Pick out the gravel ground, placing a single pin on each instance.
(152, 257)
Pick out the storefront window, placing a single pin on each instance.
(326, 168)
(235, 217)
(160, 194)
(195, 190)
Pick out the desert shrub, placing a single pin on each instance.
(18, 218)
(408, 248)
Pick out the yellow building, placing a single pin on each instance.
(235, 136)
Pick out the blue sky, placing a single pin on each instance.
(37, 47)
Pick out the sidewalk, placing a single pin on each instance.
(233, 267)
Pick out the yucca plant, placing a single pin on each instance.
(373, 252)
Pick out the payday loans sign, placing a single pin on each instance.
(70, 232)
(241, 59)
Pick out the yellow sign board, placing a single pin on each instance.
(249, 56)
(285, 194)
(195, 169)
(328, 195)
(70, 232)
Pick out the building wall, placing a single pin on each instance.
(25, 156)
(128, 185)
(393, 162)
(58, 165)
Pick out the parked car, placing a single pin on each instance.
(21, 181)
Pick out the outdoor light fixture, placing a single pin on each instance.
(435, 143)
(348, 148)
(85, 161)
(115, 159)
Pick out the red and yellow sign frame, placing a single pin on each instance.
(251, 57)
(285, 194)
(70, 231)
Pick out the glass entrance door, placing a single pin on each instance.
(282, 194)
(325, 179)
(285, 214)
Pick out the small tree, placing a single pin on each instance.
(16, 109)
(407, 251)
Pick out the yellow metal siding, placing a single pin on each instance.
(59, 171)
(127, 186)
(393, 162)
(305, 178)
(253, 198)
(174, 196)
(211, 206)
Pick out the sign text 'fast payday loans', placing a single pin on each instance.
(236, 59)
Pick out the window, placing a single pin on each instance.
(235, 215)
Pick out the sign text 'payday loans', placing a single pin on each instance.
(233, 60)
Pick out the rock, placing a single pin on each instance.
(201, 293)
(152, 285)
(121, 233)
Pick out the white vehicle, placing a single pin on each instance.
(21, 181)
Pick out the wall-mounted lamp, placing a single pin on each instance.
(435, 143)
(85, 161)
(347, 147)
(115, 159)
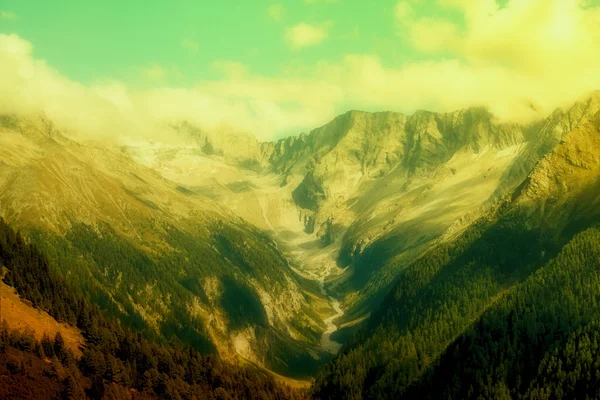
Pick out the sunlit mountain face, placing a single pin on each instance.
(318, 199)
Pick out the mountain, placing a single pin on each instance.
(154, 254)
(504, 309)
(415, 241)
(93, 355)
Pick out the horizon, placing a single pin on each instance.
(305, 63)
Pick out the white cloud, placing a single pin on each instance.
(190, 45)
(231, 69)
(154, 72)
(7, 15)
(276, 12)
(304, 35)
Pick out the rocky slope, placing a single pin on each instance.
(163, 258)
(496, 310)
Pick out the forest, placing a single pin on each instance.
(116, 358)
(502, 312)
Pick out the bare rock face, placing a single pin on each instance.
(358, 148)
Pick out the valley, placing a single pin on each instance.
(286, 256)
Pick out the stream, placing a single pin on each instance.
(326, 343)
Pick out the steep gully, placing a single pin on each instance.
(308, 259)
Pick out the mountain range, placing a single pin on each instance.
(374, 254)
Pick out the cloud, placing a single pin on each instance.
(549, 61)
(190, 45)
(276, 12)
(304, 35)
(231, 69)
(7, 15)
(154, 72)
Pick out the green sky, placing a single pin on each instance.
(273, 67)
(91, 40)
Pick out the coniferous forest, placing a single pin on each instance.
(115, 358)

* * *

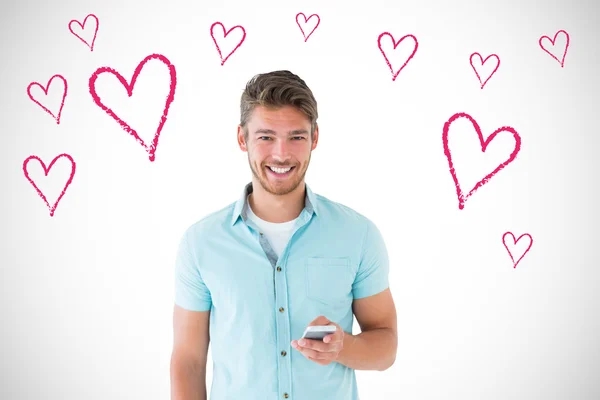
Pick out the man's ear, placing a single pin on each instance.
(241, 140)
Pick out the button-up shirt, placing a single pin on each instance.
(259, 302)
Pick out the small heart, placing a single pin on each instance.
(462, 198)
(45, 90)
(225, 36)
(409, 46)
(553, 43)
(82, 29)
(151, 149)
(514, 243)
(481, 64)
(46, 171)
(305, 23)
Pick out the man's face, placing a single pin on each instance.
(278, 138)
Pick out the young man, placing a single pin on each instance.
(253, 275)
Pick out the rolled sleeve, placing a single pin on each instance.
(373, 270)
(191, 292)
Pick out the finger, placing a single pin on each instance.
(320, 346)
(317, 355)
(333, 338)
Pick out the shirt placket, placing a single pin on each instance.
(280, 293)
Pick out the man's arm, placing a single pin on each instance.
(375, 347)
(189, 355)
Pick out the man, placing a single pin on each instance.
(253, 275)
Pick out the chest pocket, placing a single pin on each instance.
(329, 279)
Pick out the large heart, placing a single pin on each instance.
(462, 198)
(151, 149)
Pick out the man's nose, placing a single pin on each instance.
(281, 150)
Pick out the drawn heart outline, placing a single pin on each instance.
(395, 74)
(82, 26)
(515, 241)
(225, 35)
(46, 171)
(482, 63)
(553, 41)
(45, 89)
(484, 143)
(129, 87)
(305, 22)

SHORT PROBLEM
Pull out every line in the records above that contains the string "small". Case counts.

OUTPUT FOR THIS TASK
Pick out the small tree, placing a single pin on each instance.
Pick out the small heart, placing a single pin on each instance.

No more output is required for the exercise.